■ QUOTED PASSAGE
1

I'm doing an assignment on fork(),exec() and related UNIX calls where I need to show the zombie state of a (child) process. Here's the relevant piece of code:

pid = vfork();  //used vfork() for showing z state
if(pid>0)
  {
    (some sorting code)
    execl("/bin/ps","/bin/ps","a",(char*)0);             
  }

What I expect is:

(child's output)
(parent's output)
(Output of the ps command where I then would be able to show a 'defunct' entry)

What I get is:

(child's output)
(parent's output) 
No ps command output. Instead I get: Signal 17 (CHLD) caught by ps (procps version 3.2.8)

However, when sleep(int time) (some integer time in seconds) is inserted before the execl call, I get the desired output and no Signal errors are reported.

What's happening here? Does ps becomes the new parent of the (as yet-zombie) child? And why does the ps command not execute? What does sleep() do that makes ps to execute as required?

I'm new to POSIX/Linux programing so any relevance of this SIGCHLD signal with respect to my particular situation would be appreciated. Thanks!

■ RECORDS SHOWN
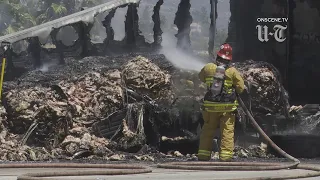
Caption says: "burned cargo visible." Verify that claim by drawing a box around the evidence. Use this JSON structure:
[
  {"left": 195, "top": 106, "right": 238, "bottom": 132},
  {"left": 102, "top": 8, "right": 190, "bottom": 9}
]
[{"left": 2, "top": 54, "right": 292, "bottom": 159}]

■ PROMPT 1
Write out the stretch of the zombie-process question from "(Output of the" through "execute as required?".
■ PROMPT 2
Lay out every line of the records as a numbered list, omitting blank lines and leaving out the pictures.

■ RESULT 1
(Output of the ps command where I then would be able to show a 'defunct' entry)

What I get is:

(child's output)
(parent's output) 
No ps command output. Instead I get: Signal 17 (CHLD) caught by ps (procps version 3.2.8)

However, when sleep(int time) (some integer time in seconds) is inserted before the execl call, I get the desired output and no Signal errors are reported.

What's happening here? Does ps becomes the new parent of the (as yet-zombie) child? And why does the ps command not execute? What does sleep() do that makes ps to execute as required?

■ RESULT 2
1. Caption says: "burned cargo visible." Verify that claim by drawing a box around the evidence. Use this JSON structure:
2. [
3.   {"left": 195, "top": 106, "right": 238, "bottom": 132},
4.   {"left": 102, "top": 8, "right": 190, "bottom": 9}
5. ]
6. [{"left": 2, "top": 54, "right": 292, "bottom": 159}]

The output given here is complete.